■ **SET TASKS**
(1) Repeat the part of the election forecasting article below that falls between "Analysis: improving the" and "your best bet.", inclusive.
(2) In the election forecasting article below, how do political pollsters draw their target sample?

■ **DOCUMENT EXCERPT**
Analysis: improving the accuracy of election forecasts

Donald P. Green

Suppose you want to forecast the outcome of an election. If the election is a week or two away, a survey is typically your best bet.

What sorts of people should you try to survey? If you ask most media or academic pollsters, the proper way to draw a representative sample of the adult population is to use random digit dialing (RDD). By placing calls to randomly generated telephone numbers, so the argument goes, the pollster gives every adult an equal chance of being interviewed.

If you ask most political pollsters, they'll say this approach is needlessly expensive. Rather than troll randomly for registered voters, political pollsters draw their target sample by selecting names from registration lists. This approach uses registration-based samples (RBS).

Both camps harrumph at each other when they meet at conferences of public opinion researchers, each dismissing the other's polls as unreliable. But what if the two approaches were pitted against one another in a head-to-head comparison? Which type of poll would provide the most accurate forecast?

■ **DATA LINES**
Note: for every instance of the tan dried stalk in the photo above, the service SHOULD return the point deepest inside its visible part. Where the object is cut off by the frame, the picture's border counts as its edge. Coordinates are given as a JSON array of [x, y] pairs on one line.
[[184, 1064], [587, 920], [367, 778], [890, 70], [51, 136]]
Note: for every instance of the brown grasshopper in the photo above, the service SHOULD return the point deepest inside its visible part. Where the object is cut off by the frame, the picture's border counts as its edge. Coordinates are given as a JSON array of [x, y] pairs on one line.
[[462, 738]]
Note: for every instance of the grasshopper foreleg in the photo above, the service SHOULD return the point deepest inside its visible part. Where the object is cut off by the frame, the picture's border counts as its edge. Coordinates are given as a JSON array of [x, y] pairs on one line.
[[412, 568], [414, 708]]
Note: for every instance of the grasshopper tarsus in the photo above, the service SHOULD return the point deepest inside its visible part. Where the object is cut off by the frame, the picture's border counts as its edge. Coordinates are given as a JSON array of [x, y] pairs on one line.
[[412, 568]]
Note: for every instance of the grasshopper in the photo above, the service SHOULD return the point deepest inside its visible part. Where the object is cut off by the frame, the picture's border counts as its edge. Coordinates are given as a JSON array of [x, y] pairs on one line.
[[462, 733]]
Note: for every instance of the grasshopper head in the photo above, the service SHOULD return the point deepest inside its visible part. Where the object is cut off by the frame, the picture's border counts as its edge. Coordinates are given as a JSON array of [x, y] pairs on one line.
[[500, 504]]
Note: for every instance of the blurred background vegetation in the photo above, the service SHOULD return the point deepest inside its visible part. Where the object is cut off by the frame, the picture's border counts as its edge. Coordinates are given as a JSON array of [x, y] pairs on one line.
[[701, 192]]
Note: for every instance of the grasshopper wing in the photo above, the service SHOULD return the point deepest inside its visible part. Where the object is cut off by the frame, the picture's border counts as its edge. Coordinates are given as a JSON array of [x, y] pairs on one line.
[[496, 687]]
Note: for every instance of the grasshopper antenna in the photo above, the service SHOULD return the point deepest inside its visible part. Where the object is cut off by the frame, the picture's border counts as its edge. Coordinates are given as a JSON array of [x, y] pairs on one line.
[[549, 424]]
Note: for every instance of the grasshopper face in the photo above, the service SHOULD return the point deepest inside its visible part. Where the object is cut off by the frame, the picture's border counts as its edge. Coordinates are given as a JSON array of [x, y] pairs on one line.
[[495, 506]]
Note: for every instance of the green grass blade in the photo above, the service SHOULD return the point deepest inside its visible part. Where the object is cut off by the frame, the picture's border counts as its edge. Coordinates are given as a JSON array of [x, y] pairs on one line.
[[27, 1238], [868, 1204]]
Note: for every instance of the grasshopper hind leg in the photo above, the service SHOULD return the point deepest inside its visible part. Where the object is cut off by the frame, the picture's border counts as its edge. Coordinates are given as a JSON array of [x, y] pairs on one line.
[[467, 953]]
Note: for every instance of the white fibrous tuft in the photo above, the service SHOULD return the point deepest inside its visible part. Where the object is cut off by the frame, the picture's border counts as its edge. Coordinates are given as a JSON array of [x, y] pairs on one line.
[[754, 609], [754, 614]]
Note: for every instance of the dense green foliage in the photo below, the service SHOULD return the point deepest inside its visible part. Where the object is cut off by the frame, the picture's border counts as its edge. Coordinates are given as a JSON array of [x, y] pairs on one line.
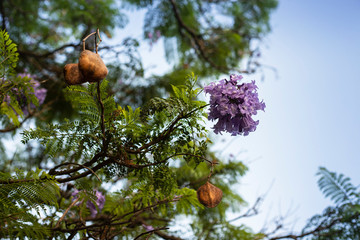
[[142, 146], [343, 220]]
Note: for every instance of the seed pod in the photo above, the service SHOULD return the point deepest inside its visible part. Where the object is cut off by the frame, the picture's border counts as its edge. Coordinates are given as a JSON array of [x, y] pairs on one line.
[[72, 74], [209, 195], [92, 66]]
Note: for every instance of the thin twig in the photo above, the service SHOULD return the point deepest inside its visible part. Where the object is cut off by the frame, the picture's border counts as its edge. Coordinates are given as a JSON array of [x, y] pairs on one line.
[[102, 124]]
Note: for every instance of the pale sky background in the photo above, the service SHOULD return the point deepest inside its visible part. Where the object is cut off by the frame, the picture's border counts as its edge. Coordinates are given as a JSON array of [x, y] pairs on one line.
[[313, 109]]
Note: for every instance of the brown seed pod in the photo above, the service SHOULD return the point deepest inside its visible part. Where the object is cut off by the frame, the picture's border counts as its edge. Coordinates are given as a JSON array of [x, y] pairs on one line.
[[92, 66], [72, 74], [209, 195]]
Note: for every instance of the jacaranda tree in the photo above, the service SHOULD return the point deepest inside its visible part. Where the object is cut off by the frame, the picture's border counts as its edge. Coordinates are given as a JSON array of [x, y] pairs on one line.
[[110, 159]]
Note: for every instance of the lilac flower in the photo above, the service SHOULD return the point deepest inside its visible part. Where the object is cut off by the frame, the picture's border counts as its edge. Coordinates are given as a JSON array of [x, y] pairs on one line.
[[233, 105], [100, 202]]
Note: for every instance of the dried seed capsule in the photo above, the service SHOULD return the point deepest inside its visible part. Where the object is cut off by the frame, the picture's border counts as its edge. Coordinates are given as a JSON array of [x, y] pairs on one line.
[[92, 66], [209, 195], [72, 74]]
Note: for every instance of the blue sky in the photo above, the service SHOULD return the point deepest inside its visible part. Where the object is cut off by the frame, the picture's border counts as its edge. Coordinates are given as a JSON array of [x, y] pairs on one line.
[[313, 110]]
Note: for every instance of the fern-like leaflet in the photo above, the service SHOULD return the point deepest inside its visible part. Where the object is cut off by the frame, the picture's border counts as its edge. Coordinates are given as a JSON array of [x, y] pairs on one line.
[[337, 187]]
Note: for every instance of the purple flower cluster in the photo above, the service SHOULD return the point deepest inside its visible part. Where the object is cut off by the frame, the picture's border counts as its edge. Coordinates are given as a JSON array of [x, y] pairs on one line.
[[39, 92], [152, 38], [100, 202], [233, 105]]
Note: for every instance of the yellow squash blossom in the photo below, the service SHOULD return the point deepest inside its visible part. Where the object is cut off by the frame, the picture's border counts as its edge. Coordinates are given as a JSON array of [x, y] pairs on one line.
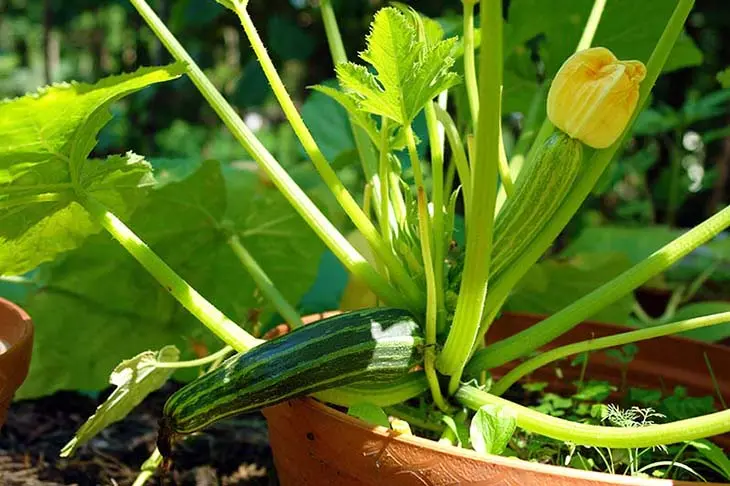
[[594, 95]]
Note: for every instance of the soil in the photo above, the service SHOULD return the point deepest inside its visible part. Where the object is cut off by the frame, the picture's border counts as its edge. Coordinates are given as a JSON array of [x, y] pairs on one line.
[[230, 453]]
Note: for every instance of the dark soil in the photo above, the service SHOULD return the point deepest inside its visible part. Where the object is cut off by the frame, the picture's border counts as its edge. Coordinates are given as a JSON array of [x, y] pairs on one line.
[[230, 453]]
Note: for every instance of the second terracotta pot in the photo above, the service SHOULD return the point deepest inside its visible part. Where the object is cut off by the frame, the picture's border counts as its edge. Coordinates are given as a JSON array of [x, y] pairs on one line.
[[16, 334]]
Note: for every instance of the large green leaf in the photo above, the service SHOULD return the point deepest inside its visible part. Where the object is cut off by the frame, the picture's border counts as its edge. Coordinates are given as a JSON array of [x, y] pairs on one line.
[[554, 284], [491, 429], [287, 40], [699, 309], [100, 306], [134, 379], [45, 139], [410, 72]]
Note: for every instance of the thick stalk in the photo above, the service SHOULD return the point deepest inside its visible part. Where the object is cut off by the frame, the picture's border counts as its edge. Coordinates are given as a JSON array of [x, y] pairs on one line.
[[203, 310], [569, 317], [344, 198], [264, 283], [458, 155], [599, 436], [436, 142], [335, 241], [424, 230], [35, 199], [472, 294], [602, 343], [586, 181]]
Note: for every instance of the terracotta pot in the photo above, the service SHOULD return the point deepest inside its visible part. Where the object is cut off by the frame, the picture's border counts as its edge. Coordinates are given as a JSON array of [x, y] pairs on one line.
[[16, 332], [314, 444]]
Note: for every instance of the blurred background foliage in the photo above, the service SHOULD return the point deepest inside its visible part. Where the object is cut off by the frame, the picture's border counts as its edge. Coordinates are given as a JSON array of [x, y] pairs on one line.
[[672, 174]]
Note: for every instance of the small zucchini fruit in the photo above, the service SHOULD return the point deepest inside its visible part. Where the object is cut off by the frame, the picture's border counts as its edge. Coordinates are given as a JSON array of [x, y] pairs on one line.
[[539, 191], [372, 345]]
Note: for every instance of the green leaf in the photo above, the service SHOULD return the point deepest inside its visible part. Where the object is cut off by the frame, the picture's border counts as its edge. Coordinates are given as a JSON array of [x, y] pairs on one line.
[[644, 397], [637, 243], [429, 30], [369, 413], [714, 454], [491, 429], [698, 309], [723, 77], [45, 139], [554, 284], [100, 303], [410, 72], [134, 379]]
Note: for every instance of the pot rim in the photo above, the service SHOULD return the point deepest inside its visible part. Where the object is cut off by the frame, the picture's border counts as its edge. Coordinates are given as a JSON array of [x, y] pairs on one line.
[[22, 319], [547, 469]]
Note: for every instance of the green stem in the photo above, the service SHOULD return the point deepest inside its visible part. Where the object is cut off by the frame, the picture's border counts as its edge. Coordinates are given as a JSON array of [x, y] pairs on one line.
[[561, 322], [148, 468], [436, 139], [470, 72], [264, 283], [527, 135], [335, 241], [224, 351], [416, 417], [599, 436], [459, 158], [424, 230], [384, 179], [606, 342], [586, 181], [396, 269], [203, 310], [472, 294]]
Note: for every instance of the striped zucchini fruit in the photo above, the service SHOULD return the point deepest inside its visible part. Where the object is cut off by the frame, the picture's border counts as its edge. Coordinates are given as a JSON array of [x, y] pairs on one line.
[[539, 191], [362, 346]]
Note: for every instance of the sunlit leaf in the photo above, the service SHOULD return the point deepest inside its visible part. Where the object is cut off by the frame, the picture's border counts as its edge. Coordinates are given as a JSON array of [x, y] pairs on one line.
[[134, 379]]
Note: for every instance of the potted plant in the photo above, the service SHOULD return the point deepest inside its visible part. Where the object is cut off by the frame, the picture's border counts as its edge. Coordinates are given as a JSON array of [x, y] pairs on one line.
[[439, 300], [16, 344]]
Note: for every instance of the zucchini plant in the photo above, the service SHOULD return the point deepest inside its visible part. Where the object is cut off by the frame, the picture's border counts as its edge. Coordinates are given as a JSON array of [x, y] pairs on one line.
[[439, 299]]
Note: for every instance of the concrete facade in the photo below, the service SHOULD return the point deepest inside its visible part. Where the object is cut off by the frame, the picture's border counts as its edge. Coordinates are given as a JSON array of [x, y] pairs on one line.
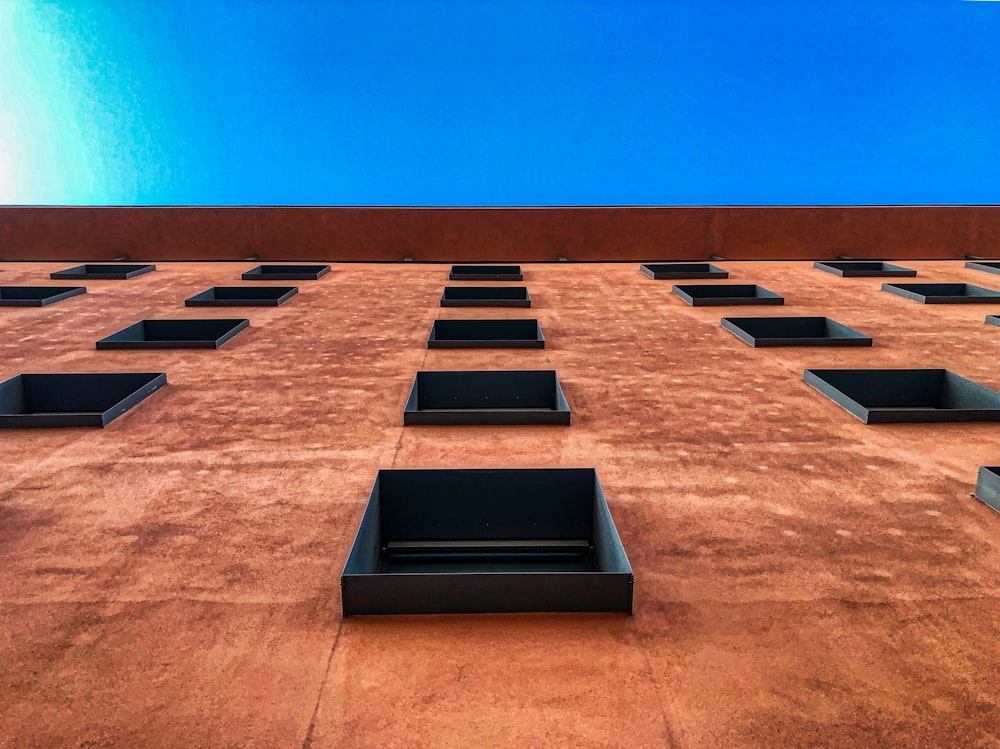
[[802, 579]]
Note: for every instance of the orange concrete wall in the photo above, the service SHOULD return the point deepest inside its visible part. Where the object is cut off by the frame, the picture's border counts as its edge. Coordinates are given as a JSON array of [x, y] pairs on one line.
[[484, 234]]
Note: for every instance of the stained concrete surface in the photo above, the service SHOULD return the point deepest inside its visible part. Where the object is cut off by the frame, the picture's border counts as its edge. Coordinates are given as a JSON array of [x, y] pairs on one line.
[[801, 579]]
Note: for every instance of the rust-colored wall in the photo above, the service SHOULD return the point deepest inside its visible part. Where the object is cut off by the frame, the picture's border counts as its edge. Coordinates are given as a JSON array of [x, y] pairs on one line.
[[483, 234]]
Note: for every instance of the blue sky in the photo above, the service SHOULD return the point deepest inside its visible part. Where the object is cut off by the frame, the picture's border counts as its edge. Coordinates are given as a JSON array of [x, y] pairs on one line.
[[483, 102]]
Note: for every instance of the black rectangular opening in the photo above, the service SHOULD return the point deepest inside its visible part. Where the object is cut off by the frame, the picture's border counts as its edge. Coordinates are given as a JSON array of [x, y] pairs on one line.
[[705, 295], [103, 272], [863, 268], [487, 397], [988, 486], [984, 265], [485, 296], [486, 273], [486, 334], [148, 334], [286, 273], [943, 293], [662, 271], [906, 395], [243, 296], [486, 540], [73, 400], [37, 296], [794, 331]]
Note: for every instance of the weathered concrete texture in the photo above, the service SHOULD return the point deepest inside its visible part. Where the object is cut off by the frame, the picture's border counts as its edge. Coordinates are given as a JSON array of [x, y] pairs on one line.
[[498, 234], [802, 579]]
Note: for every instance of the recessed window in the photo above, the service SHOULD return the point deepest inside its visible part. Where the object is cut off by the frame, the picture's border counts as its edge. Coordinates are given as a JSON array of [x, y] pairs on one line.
[[863, 268], [988, 486], [486, 540], [885, 396], [486, 273], [486, 334], [243, 296], [485, 296], [73, 400], [37, 296], [102, 272], [989, 267], [794, 331], [490, 397], [943, 293], [664, 271], [286, 273], [714, 295], [174, 334]]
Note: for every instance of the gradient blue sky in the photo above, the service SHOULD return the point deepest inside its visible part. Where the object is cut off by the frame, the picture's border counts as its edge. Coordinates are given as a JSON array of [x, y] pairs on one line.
[[480, 102]]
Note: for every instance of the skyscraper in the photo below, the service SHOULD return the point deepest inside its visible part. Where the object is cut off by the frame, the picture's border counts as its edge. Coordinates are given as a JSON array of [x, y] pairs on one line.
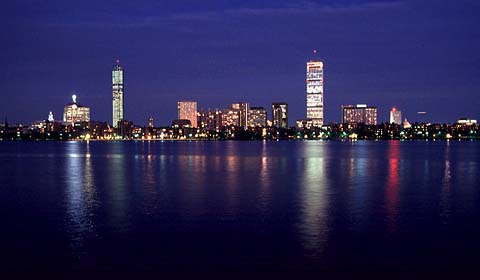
[[117, 94], [150, 121], [75, 113], [187, 110], [395, 116], [257, 117], [242, 109], [280, 114], [315, 92], [359, 114]]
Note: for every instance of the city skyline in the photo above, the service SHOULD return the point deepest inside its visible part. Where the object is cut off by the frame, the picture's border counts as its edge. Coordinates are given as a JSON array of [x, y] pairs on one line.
[[394, 64]]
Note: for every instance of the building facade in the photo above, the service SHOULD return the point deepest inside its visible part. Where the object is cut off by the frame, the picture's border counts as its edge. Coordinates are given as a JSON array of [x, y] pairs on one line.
[[242, 109], [75, 113], [280, 114], [315, 92], [187, 110], [395, 116], [257, 117], [361, 113], [117, 94], [209, 119]]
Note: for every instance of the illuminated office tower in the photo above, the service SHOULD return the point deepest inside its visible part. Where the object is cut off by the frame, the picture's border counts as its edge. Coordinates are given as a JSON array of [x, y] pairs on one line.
[[242, 109], [117, 94], [187, 110], [280, 114], [315, 92], [75, 113], [150, 121], [359, 114], [257, 117], [395, 116]]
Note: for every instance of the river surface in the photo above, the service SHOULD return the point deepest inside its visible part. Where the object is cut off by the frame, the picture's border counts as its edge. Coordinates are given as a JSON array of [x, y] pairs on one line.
[[278, 207]]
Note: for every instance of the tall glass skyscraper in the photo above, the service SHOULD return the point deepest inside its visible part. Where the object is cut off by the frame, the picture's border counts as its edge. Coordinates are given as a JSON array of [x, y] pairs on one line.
[[187, 110], [280, 114], [315, 92], [117, 94]]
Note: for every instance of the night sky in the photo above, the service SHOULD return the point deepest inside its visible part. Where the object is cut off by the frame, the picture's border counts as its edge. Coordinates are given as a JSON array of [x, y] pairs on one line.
[[416, 55]]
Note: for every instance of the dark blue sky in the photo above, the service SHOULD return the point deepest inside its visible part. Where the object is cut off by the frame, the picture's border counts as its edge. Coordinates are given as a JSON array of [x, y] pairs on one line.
[[416, 55]]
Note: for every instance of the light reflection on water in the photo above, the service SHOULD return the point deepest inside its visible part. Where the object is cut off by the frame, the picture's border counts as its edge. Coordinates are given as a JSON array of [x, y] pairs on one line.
[[314, 201], [81, 196], [300, 198], [393, 184]]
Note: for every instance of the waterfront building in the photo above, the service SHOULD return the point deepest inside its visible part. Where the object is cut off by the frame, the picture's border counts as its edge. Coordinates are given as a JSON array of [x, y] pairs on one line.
[[150, 122], [242, 109], [466, 122], [230, 117], [406, 124], [304, 124], [117, 94], [50, 117], [395, 116], [280, 114], [75, 113], [236, 115], [257, 117], [315, 92], [361, 113], [187, 110], [209, 119]]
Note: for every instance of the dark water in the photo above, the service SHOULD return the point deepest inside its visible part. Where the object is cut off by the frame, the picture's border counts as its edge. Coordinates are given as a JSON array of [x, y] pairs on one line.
[[239, 206]]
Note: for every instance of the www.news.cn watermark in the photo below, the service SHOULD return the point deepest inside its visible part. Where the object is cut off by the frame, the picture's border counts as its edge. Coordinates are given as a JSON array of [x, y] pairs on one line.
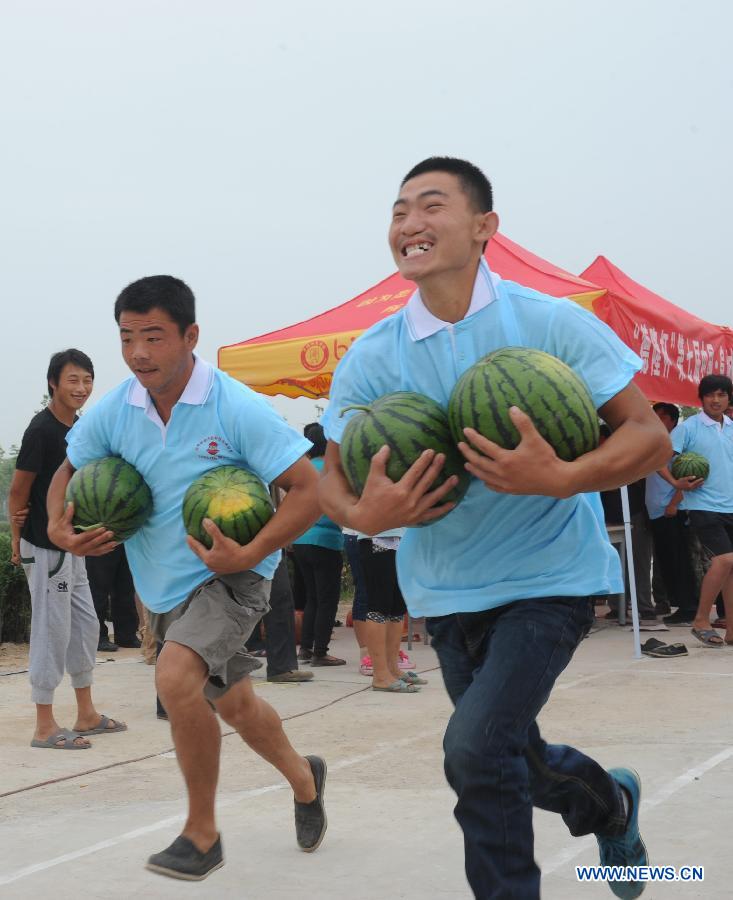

■ **ANSWER SET**
(1)
Analysis: improving the accuracy of election forecasts

Donald P. Green

Suppose you want to forecast the outcome of an election. If the election is a week or two away, a survey is typically your best bet.

(2) They select names from registration lists.